Problem: Transcribe every line of the material below verbatim, omitting the pictures.

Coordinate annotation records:
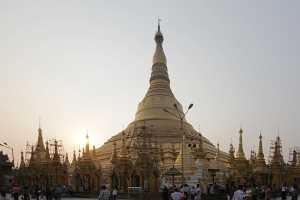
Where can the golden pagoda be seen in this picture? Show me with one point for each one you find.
(241, 164)
(42, 169)
(277, 165)
(85, 172)
(162, 135)
(260, 170)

Expected answer:
Where can the golden pagoda be seen in this picture? Show me with one point for each one you find.
(241, 164)
(42, 169)
(277, 165)
(85, 172)
(162, 135)
(260, 170)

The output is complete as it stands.